#### [WORK INSTRUCTIONS]
Set down each entry from the block beneath, exactly as written.

#### [Items from a dataset]
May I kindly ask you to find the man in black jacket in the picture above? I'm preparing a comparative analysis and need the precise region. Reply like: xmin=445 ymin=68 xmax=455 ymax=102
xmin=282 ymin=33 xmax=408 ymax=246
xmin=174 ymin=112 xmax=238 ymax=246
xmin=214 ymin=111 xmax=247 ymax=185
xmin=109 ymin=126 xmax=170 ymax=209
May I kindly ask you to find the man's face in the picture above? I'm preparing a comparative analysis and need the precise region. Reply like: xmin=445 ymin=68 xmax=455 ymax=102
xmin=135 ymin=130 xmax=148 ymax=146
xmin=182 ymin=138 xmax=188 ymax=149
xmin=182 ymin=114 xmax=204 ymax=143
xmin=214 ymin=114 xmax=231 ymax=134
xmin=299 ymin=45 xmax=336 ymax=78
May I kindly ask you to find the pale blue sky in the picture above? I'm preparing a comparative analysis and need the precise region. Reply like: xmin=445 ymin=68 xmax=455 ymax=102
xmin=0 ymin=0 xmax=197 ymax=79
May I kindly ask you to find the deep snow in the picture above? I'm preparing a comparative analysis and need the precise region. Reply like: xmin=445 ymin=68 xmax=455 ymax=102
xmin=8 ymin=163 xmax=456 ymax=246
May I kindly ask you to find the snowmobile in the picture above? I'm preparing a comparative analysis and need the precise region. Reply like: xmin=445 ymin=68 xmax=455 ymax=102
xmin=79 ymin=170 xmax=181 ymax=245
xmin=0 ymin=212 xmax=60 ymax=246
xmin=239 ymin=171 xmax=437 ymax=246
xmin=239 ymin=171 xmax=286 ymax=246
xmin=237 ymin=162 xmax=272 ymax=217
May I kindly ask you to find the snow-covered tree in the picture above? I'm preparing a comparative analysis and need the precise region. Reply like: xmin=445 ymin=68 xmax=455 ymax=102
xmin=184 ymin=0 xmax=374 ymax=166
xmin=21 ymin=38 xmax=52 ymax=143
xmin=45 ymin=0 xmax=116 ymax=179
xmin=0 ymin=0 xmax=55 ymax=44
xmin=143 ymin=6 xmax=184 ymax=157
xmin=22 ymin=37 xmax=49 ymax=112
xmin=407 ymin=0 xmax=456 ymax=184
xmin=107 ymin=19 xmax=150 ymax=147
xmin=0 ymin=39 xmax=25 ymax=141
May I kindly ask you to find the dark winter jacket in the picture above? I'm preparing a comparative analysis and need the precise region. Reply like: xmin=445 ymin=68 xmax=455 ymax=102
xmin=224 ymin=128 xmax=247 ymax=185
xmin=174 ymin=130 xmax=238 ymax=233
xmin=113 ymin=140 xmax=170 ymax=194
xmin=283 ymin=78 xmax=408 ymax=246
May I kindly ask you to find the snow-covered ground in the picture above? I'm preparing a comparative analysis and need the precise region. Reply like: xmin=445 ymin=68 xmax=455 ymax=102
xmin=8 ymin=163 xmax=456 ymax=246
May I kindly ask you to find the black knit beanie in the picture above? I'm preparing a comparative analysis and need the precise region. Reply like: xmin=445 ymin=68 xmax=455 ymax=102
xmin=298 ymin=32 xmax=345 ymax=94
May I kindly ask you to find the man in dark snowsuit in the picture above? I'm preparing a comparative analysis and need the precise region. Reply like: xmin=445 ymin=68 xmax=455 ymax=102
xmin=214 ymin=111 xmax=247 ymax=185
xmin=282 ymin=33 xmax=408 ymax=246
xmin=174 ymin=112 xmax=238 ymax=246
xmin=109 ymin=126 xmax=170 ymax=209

#### [ANSWER TO THE TASK]
May I kindly ask you to find the man in black jacket in the picture above? I'm preparing a comparative analysis and need the precise region. Reply like: xmin=445 ymin=68 xmax=455 ymax=102
xmin=282 ymin=33 xmax=408 ymax=246
xmin=174 ymin=112 xmax=238 ymax=246
xmin=214 ymin=111 xmax=247 ymax=185
xmin=109 ymin=126 xmax=170 ymax=209
May I kindly ask you to find the man's face in the picture above? I'm preparing a comparative analysis and need the precise region. Reply like: xmin=445 ymin=68 xmax=455 ymax=102
xmin=135 ymin=130 xmax=148 ymax=146
xmin=182 ymin=138 xmax=188 ymax=149
xmin=182 ymin=114 xmax=204 ymax=143
xmin=214 ymin=114 xmax=231 ymax=134
xmin=299 ymin=45 xmax=336 ymax=78
May I kindly ask you to find the pale blue sky in the picture above? I'm preparing a comparative analysis and need the precise region. Reply like: xmin=445 ymin=68 xmax=455 ymax=102
xmin=0 ymin=0 xmax=197 ymax=79
May I kindly ask you to find the deep snow in the picture above? I'm preparing a comparative analysis and need the precise region. Reply like: xmin=445 ymin=68 xmax=455 ymax=102
xmin=8 ymin=163 xmax=456 ymax=246
May I kindly ask you to find the snowmobile in the picture above? I'm preparing a comparative analysis and need the precise region. Reply like: xmin=445 ymin=68 xmax=455 ymax=102
xmin=79 ymin=170 xmax=181 ymax=245
xmin=0 ymin=212 xmax=60 ymax=246
xmin=239 ymin=171 xmax=437 ymax=246
xmin=239 ymin=171 xmax=286 ymax=246
xmin=237 ymin=162 xmax=272 ymax=217
May I kindly ask you to find the snow-covered tree in the picture above? I'm preparing a comparative analysis and need the precise region. Reply like: xmin=445 ymin=68 xmax=455 ymax=102
xmin=184 ymin=0 xmax=374 ymax=166
xmin=21 ymin=38 xmax=52 ymax=143
xmin=45 ymin=0 xmax=116 ymax=179
xmin=0 ymin=0 xmax=55 ymax=44
xmin=143 ymin=6 xmax=184 ymax=157
xmin=22 ymin=37 xmax=49 ymax=112
xmin=407 ymin=0 xmax=456 ymax=184
xmin=107 ymin=19 xmax=150 ymax=147
xmin=0 ymin=39 xmax=25 ymax=141
May I kindly ask you to find the dark winter jacket in the picture above? I'm preparing a comparative analysis and need the precise region. Reply like: xmin=445 ymin=68 xmax=455 ymax=102
xmin=224 ymin=128 xmax=247 ymax=185
xmin=174 ymin=130 xmax=238 ymax=233
xmin=113 ymin=140 xmax=170 ymax=194
xmin=283 ymin=78 xmax=408 ymax=246
May I kindly ask you to find the snow-covered ground in the picture above? I'm preparing a comparative analysis and need the precise region. Reply like: xmin=445 ymin=68 xmax=455 ymax=102
xmin=8 ymin=163 xmax=456 ymax=246
May I kindly ask you to find the black knit beanie in the picture above? I'm preparing a comparative analysis and need the precise region. Reply like: xmin=445 ymin=68 xmax=455 ymax=102
xmin=298 ymin=32 xmax=345 ymax=94
May I kindly ask you to find the man in dark snowsuit in the picture above? I'm preparing a comparative analysis and need the precise region. Reply like: xmin=445 ymin=68 xmax=455 ymax=102
xmin=214 ymin=111 xmax=247 ymax=185
xmin=282 ymin=33 xmax=408 ymax=246
xmin=174 ymin=112 xmax=238 ymax=246
xmin=109 ymin=126 xmax=170 ymax=209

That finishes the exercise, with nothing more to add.